What the exercise asks =
List each line of the material below that contains the string "field".

Data records =
....
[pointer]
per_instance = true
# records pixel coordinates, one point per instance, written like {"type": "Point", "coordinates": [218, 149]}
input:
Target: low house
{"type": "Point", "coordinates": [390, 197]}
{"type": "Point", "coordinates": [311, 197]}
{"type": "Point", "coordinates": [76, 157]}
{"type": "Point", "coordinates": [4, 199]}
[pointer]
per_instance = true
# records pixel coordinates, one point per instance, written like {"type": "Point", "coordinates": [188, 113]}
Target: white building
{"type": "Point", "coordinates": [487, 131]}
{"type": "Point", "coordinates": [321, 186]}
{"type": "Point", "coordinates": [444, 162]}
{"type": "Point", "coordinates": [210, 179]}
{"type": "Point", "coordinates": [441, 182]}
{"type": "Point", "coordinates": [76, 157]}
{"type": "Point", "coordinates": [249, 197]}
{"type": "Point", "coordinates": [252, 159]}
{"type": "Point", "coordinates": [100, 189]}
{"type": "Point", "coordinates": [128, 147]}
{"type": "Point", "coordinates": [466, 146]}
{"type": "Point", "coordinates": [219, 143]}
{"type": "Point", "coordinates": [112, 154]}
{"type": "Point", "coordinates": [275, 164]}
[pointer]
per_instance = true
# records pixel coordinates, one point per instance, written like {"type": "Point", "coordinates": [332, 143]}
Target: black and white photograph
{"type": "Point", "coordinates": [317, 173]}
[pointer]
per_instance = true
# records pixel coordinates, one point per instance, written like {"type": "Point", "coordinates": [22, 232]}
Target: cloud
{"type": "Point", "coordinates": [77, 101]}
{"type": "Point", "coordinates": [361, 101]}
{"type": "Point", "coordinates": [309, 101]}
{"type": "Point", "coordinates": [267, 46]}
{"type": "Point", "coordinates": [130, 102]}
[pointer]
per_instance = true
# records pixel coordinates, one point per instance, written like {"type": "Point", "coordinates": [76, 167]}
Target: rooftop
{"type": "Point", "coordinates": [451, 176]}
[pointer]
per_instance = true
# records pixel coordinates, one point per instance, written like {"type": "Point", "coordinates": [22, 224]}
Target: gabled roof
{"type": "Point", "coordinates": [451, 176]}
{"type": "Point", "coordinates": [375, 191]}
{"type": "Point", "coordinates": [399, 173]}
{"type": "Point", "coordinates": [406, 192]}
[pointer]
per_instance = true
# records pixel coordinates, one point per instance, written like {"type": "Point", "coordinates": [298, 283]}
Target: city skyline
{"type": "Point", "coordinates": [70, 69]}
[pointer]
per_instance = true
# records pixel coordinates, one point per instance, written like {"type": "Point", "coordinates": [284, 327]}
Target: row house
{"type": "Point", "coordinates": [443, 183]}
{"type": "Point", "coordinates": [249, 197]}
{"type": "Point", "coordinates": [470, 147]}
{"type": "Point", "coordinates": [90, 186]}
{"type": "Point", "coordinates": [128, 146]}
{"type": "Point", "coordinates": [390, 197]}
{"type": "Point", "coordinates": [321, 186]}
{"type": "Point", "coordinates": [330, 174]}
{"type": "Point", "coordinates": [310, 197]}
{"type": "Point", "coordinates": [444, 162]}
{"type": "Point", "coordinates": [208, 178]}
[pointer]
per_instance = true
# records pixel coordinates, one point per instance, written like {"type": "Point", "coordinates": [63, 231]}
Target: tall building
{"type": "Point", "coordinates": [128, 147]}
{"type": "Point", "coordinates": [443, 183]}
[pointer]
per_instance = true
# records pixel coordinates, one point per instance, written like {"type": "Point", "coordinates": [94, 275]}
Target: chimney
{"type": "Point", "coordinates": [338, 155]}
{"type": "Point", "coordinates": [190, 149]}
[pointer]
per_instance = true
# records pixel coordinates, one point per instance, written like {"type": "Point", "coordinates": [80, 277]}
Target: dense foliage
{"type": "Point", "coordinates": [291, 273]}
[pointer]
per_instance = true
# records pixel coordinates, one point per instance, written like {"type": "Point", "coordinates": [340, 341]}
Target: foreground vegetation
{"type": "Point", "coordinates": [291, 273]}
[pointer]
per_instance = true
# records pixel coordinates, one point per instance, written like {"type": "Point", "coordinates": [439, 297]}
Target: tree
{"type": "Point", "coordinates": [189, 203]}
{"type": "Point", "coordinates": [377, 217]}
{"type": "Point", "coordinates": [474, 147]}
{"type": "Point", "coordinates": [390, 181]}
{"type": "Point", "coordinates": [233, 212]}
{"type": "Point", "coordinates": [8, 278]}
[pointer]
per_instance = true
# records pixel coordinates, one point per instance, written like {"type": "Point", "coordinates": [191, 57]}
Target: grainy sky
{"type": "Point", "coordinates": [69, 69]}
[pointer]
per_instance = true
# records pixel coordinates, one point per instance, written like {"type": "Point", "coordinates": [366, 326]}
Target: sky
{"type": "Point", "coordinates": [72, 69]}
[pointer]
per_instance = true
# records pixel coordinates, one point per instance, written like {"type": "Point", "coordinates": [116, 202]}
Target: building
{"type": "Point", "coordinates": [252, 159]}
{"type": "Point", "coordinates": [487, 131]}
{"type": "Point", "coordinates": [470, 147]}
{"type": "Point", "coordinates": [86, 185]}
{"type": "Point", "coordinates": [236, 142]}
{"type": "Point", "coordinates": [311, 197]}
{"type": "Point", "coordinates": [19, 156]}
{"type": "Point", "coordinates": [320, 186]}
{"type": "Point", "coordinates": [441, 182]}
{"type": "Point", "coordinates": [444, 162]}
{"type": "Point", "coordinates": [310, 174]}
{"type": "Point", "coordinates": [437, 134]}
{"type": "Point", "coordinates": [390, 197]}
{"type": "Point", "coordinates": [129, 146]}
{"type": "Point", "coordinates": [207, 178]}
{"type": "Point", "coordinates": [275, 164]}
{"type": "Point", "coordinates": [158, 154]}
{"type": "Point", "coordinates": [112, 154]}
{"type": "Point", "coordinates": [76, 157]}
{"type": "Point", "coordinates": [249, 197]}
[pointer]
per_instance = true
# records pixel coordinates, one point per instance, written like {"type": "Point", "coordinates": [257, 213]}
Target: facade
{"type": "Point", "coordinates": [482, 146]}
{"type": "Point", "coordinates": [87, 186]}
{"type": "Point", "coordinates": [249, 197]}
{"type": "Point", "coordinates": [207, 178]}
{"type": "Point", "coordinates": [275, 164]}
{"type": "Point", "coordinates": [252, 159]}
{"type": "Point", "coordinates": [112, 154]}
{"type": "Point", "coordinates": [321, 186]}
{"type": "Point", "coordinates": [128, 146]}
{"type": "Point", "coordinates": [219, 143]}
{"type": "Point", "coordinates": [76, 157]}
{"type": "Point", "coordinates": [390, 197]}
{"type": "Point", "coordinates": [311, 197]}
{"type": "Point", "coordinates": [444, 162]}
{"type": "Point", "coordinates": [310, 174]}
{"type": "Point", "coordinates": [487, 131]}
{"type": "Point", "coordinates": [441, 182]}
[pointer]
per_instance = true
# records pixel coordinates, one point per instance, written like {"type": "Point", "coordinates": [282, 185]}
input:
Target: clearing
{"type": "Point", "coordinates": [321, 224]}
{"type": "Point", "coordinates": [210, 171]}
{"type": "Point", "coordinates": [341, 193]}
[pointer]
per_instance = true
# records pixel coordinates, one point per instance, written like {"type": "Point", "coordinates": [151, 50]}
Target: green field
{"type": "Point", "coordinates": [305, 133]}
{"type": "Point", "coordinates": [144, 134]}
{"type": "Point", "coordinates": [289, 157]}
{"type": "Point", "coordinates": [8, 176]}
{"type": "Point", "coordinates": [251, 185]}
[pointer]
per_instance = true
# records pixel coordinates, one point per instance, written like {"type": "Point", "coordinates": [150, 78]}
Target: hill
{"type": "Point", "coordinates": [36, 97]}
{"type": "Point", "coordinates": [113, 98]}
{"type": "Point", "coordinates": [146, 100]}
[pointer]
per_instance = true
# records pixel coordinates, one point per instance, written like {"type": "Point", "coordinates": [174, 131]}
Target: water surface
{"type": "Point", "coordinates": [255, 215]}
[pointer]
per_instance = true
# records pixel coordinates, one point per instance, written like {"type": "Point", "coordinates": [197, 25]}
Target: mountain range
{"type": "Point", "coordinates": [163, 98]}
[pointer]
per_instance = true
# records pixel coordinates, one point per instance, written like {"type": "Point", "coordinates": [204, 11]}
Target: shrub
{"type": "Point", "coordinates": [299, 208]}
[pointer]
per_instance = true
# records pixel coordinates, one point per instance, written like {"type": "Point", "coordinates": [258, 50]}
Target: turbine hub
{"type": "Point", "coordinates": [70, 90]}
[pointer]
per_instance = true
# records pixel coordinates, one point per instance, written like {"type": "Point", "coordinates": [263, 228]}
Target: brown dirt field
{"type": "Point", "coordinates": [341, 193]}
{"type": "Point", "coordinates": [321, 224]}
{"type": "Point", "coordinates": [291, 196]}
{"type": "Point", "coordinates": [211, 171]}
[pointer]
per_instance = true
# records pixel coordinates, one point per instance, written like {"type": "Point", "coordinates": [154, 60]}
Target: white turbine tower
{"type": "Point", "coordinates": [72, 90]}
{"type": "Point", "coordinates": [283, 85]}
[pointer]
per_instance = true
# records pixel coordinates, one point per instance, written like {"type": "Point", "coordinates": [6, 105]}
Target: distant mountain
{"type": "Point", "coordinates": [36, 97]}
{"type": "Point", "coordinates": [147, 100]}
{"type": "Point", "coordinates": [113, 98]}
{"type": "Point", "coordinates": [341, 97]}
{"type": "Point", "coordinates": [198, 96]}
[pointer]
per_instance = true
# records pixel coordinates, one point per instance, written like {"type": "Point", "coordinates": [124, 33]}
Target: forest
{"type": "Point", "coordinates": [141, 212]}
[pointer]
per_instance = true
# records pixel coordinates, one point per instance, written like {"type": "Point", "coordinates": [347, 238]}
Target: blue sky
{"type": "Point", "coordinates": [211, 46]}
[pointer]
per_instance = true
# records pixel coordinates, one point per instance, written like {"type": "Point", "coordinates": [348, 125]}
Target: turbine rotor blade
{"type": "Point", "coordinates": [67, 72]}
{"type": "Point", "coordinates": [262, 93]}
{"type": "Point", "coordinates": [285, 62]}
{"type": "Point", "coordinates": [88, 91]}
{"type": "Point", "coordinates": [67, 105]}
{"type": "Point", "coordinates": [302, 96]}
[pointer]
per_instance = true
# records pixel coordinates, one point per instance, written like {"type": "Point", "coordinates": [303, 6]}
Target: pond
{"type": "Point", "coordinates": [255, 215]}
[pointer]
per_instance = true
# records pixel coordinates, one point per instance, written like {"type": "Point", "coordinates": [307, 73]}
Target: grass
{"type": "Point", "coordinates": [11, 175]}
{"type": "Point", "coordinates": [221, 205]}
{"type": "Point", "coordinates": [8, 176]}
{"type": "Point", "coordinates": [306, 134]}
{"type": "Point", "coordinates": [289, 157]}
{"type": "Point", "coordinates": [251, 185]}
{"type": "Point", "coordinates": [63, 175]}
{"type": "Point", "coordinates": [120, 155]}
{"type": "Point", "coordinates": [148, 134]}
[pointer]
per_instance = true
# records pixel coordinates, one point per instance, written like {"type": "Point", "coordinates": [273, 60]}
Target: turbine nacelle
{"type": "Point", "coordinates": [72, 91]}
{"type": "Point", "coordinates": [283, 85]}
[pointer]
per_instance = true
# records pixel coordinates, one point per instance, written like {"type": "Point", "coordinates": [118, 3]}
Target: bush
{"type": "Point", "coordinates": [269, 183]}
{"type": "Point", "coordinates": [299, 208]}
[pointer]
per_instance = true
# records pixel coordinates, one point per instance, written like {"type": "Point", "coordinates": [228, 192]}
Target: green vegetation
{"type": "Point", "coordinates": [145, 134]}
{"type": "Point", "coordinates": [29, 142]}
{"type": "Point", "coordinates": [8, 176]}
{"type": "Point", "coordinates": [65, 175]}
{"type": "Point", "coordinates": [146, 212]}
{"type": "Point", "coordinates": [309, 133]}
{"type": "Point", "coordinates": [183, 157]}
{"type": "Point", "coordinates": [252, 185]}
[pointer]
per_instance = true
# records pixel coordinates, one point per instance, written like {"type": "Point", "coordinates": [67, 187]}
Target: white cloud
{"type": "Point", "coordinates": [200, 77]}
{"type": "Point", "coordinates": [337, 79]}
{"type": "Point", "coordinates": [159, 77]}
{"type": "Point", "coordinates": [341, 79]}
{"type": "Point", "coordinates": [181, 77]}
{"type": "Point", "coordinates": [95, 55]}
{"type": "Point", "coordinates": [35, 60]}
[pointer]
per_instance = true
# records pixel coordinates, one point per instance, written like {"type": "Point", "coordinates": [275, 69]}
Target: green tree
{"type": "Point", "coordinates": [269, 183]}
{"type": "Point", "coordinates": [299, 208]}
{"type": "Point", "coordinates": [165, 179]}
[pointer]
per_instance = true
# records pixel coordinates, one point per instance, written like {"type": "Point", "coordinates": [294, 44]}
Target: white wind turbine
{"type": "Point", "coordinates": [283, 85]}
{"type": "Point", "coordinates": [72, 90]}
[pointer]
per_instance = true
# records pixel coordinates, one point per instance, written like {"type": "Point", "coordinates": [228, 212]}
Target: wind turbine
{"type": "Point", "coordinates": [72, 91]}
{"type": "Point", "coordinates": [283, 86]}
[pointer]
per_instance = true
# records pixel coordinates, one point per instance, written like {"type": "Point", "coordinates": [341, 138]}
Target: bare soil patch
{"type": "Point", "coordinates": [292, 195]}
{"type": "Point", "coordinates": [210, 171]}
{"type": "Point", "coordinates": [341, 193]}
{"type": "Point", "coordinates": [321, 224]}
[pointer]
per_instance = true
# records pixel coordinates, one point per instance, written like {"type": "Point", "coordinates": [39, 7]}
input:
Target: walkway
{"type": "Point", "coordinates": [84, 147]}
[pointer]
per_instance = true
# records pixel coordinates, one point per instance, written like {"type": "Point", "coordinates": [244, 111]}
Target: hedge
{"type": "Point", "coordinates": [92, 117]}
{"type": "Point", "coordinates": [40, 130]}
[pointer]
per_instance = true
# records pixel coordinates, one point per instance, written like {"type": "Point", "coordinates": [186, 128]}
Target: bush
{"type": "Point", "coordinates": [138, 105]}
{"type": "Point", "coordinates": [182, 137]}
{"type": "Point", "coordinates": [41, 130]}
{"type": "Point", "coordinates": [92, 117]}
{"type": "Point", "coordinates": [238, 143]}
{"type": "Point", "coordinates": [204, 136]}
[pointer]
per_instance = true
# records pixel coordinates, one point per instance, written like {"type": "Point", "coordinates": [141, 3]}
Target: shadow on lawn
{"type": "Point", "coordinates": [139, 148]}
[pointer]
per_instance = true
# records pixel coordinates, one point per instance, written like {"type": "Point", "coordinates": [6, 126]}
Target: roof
....
Written response =
Target: green field
Target: brown dirt field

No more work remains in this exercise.